» Exercise prompt
Please count the lines in the data below that contain the word "kitchen" and reply with that number alone.

» Material provided
-*-

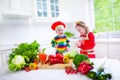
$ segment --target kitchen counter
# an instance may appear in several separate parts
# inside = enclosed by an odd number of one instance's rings
[[[91,59],[94,66],[98,67],[101,59]],[[112,80],[120,80],[120,62],[116,59],[108,59],[105,69],[112,73]],[[64,69],[39,69],[29,72],[10,72],[7,68],[0,68],[0,80],[90,80],[81,74],[66,74]]]

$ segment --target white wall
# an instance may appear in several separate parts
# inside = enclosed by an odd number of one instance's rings
[[[12,1],[12,2],[11,2]],[[83,20],[90,23],[88,12],[89,0],[59,0],[60,16],[57,19],[38,19],[36,17],[34,0],[0,0],[0,45],[17,44],[21,42],[49,42],[55,32],[50,26],[55,20],[66,23],[67,29],[78,36],[75,22]],[[3,19],[2,13],[8,9],[21,9],[32,14],[31,20]]]

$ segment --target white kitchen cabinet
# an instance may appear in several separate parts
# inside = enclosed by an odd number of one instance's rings
[[[97,58],[108,57],[110,59],[120,60],[120,41],[119,40],[102,40],[96,41],[94,48]]]
[[[108,56],[108,45],[96,43],[94,48],[97,58],[102,58]]]

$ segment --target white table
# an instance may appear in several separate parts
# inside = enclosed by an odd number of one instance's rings
[[[97,67],[101,59],[92,59]],[[106,69],[112,73],[112,80],[120,80],[120,62],[115,59],[109,59],[106,63]],[[0,80],[90,80],[81,74],[68,75],[64,69],[39,69],[29,72],[17,71],[10,72],[8,69],[0,68]]]

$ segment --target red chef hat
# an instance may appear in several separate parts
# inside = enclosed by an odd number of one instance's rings
[[[64,28],[66,27],[66,25],[65,25],[63,22],[61,22],[61,21],[56,21],[56,22],[54,22],[54,23],[52,24],[52,26],[51,26],[52,30],[55,30],[55,28],[56,28],[57,26],[59,26],[59,25],[63,25]]]

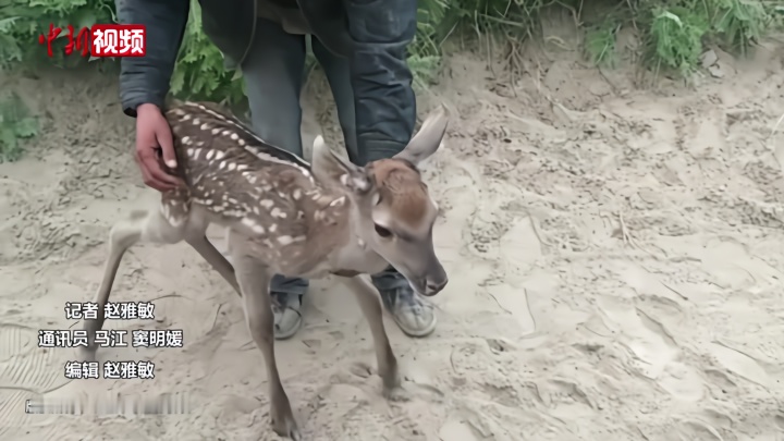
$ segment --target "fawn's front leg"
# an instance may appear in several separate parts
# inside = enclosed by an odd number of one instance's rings
[[[383,326],[381,299],[376,289],[360,275],[344,279],[346,285],[356,296],[363,315],[370,326],[370,333],[373,338],[376,350],[376,362],[378,363],[379,376],[383,380],[384,396],[392,400],[402,399],[400,372],[397,359],[392,352],[389,336]]]
[[[114,284],[114,278],[125,252],[139,241],[155,244],[175,244],[185,237],[187,228],[185,223],[173,226],[158,210],[135,210],[126,219],[117,222],[112,226],[109,233],[109,254],[103,265],[103,278],[93,299],[98,305],[97,317],[96,319],[84,320],[88,346],[81,348],[81,356],[85,360],[96,359],[98,346],[96,345],[95,334],[96,331],[103,327],[106,318],[103,308],[109,302],[112,284]]]
[[[269,293],[271,277],[260,262],[232,247],[232,260],[245,309],[245,321],[267,365],[270,385],[270,424],[281,437],[302,439],[294,414],[283,390],[274,358],[274,318]]]

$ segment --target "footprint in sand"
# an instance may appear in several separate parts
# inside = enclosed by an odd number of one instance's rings
[[[661,322],[616,297],[600,297],[598,305],[604,313],[605,324],[614,328],[616,338],[638,358],[634,373],[656,380],[678,400],[696,402],[702,397],[702,377],[678,362],[678,344]]]

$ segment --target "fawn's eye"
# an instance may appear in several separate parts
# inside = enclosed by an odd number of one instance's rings
[[[381,237],[389,237],[392,235],[392,232],[387,230],[385,228],[379,225],[378,223],[375,224],[376,226],[376,234],[380,235]]]

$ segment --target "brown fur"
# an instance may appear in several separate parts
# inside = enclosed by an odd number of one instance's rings
[[[428,194],[419,171],[399,159],[382,159],[369,168],[381,200],[395,218],[408,225],[420,224],[428,213]]]

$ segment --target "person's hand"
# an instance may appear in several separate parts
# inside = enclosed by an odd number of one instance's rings
[[[166,162],[166,167],[175,169],[176,157],[171,128],[156,105],[145,103],[136,108],[135,159],[146,185],[167,192],[180,184],[180,180],[163,167]]]

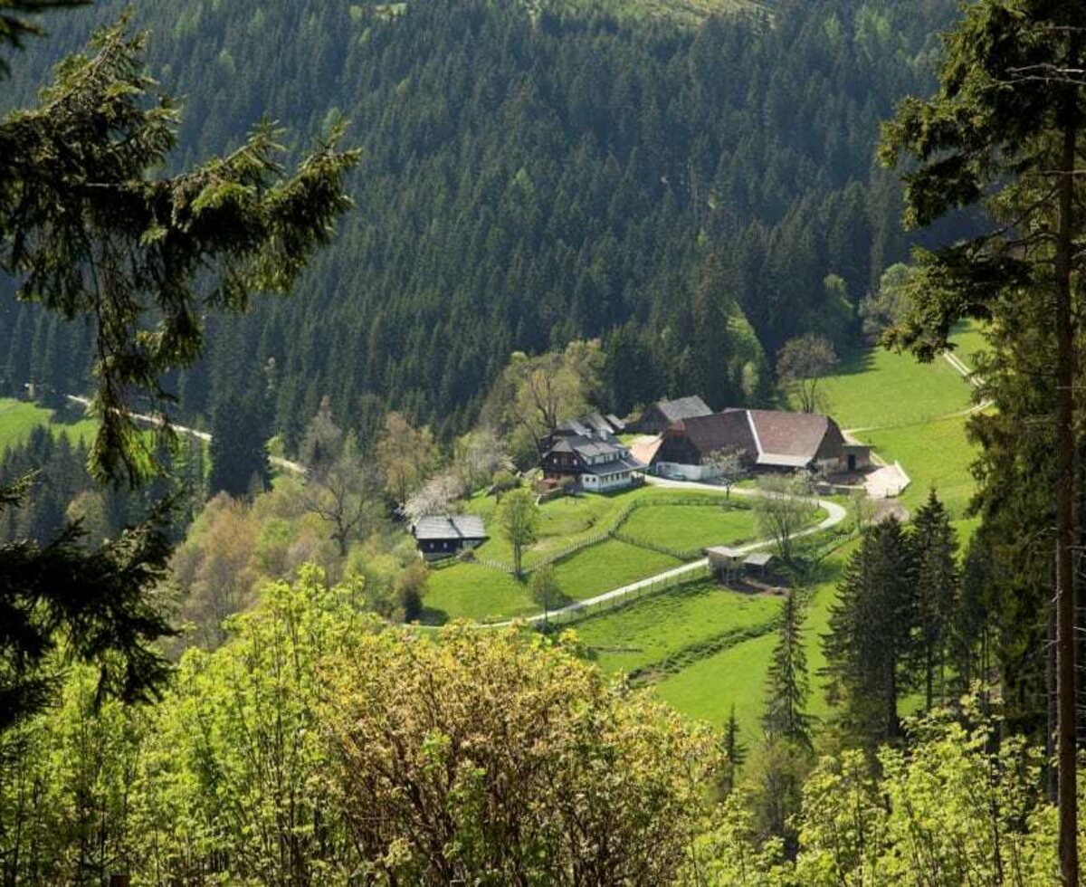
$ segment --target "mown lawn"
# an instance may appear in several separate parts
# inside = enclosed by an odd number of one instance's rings
[[[658,552],[608,540],[555,563],[554,574],[566,597],[570,600],[583,600],[639,579],[662,573],[681,563],[682,561]]]
[[[680,563],[667,555],[608,540],[556,563],[554,571],[565,597],[583,600]],[[426,621],[433,623],[452,619],[496,621],[540,611],[527,582],[478,563],[432,570],[424,603],[429,611]]]
[[[881,347],[843,360],[821,391],[826,411],[842,428],[908,425],[968,409],[972,403],[969,383],[942,357],[921,364]]]
[[[914,510],[934,485],[951,517],[964,517],[976,482],[970,465],[976,448],[965,439],[964,416],[921,422],[901,428],[867,431],[858,436],[872,444],[886,461],[901,462],[912,483],[901,503]]]
[[[582,540],[606,532],[619,512],[630,503],[654,498],[705,498],[706,495],[714,495],[714,493],[712,491],[683,492],[681,490],[642,486],[622,493],[607,495],[586,493],[581,496],[564,496],[552,499],[540,507],[540,522],[536,530],[539,541],[525,553],[525,566],[531,567],[548,555],[554,555]],[[718,495],[723,496],[723,493]],[[476,494],[468,503],[466,510],[482,516],[487,521],[487,532],[491,536],[483,545],[479,546],[478,556],[512,563],[513,546],[502,536],[501,528],[497,525],[495,519],[497,503],[494,497]],[[653,510],[657,509],[654,507]],[[635,511],[634,517],[640,511]],[[683,543],[675,547],[689,548],[691,545]]]
[[[770,632],[700,659],[655,684],[656,695],[677,711],[720,725],[732,706],[748,743],[761,736],[759,719],[766,696],[766,675],[776,644]]]
[[[444,570],[433,570],[422,603],[426,606],[425,621],[431,623],[453,619],[512,619],[539,611],[526,583],[477,563],[457,563]]]
[[[730,508],[706,505],[657,505],[639,508],[622,524],[636,540],[684,552],[710,545],[735,545],[757,537],[754,510],[732,500]]]
[[[53,410],[37,404],[0,397],[0,453],[9,446],[25,443],[30,432],[42,426],[49,426],[55,432],[64,431],[73,443],[80,438],[89,442],[98,430],[97,423],[91,419],[65,422],[54,421],[53,416]]]
[[[632,671],[725,632],[766,625],[780,608],[781,598],[738,594],[698,580],[572,628],[604,671]]]

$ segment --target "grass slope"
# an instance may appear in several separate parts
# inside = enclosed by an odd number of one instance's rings
[[[682,561],[659,552],[639,548],[618,540],[607,540],[578,552],[554,566],[563,594],[583,600],[639,579],[662,573]]]
[[[512,619],[538,609],[526,584],[477,563],[434,570],[427,582],[425,621],[433,624],[453,619]]]
[[[622,525],[622,532],[682,552],[749,542],[757,537],[758,528],[754,510],[745,503],[727,510],[704,505],[660,505],[639,508]]]
[[[970,385],[945,359],[920,364],[884,349],[842,363],[824,380],[828,413],[842,428],[883,428],[925,421],[971,406]]]
[[[696,27],[710,15],[765,10],[769,4],[756,0],[552,0],[547,5],[582,14],[605,12],[622,22],[669,20]]]
[[[607,532],[607,530],[609,530],[615,523],[619,512],[621,512],[622,509],[631,503],[652,502],[654,499],[666,499],[668,502],[677,499],[681,500],[684,498],[704,499],[707,494],[711,495],[711,491],[690,493],[681,490],[664,490],[656,486],[642,486],[637,490],[631,490],[623,493],[613,493],[606,495],[592,493],[581,496],[564,496],[561,498],[552,499],[551,502],[544,503],[540,507],[540,521],[536,530],[539,541],[525,553],[525,565],[527,567],[531,567],[532,565],[538,563],[540,559],[557,554],[570,545],[574,545],[585,538],[598,536],[601,533]],[[717,495],[719,495],[721,502],[723,502],[723,493],[719,493]],[[704,506],[700,507],[709,512],[716,510],[712,508],[705,508]],[[651,509],[653,512],[656,510],[657,507]],[[488,530],[491,533],[490,540],[479,546],[477,550],[479,557],[512,563],[513,548],[509,543],[502,537],[501,531],[495,522],[497,502],[494,497],[476,494],[468,503],[467,511],[472,515],[481,516],[483,520],[487,521]],[[634,511],[631,520],[641,514],[641,510]],[[719,514],[721,515],[720,530],[721,532],[725,532],[730,525],[728,523],[729,519],[723,517],[727,512],[721,509]],[[647,520],[651,525],[657,525],[660,523],[659,521],[654,520],[651,514],[642,519]],[[629,523],[623,529],[628,528]],[[681,530],[675,531],[675,540],[682,540],[684,537],[685,536],[682,534]],[[670,545],[671,543],[665,544]],[[689,544],[686,542],[682,542],[674,547],[690,548],[696,544],[696,542]]]
[[[744,737],[753,742],[760,736],[758,720],[775,644],[774,632],[736,644],[665,677],[655,685],[656,694],[677,711],[717,725],[734,706]]]
[[[780,598],[700,580],[585,619],[574,631],[604,671],[629,672],[724,633],[768,625],[780,608]]]
[[[965,439],[967,417],[956,416],[900,428],[866,431],[858,436],[884,459],[901,462],[912,483],[901,503],[913,510],[934,486],[951,517],[964,517],[976,483],[970,466],[976,448]]]
[[[79,421],[63,421],[55,419],[51,409],[26,401],[0,397],[0,453],[9,446],[18,446],[26,442],[35,428],[49,427],[55,432],[64,431],[73,443],[79,439],[90,442],[98,430],[91,419]]]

-*-

» Complete answer
2